===== Records shown =====
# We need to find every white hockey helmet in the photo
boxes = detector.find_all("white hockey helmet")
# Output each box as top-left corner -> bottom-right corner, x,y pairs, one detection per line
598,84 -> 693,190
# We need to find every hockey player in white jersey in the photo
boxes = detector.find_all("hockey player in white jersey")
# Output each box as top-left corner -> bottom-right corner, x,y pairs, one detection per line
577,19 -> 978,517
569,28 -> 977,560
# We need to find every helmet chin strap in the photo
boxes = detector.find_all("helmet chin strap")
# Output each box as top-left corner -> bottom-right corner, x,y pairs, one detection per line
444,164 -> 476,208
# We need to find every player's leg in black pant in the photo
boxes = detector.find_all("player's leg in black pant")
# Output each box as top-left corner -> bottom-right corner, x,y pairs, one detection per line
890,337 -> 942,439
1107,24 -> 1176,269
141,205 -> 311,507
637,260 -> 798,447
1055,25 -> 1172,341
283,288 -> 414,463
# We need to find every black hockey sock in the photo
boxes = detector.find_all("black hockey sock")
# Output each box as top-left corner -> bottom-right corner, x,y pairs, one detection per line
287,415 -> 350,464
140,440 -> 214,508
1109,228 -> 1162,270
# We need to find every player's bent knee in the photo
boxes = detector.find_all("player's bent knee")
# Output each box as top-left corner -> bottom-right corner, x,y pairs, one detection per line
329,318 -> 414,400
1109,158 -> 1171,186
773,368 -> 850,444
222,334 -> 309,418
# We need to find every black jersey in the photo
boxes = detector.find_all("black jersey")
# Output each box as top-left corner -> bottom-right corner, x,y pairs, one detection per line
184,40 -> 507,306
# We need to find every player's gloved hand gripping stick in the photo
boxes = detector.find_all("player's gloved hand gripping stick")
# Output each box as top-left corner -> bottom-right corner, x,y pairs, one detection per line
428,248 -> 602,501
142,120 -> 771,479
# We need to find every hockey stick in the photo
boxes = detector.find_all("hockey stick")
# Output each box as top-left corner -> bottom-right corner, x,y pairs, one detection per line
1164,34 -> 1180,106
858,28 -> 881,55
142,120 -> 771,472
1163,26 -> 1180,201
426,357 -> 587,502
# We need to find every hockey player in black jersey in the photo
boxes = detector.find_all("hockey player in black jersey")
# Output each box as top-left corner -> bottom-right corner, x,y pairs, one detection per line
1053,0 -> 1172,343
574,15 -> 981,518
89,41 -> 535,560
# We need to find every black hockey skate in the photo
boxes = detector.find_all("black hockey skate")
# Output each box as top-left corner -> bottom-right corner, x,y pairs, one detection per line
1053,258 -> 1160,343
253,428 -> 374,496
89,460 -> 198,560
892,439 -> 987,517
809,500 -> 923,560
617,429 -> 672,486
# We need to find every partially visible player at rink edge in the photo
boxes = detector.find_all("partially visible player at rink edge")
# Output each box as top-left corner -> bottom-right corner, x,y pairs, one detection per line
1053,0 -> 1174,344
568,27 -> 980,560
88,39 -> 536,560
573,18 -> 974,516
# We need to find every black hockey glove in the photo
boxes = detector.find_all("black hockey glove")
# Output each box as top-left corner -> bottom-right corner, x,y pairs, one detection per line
=====
_Exercise aim_. Line count for "partially": report how many lines in the data above include it, with no other words.

_Result_. 2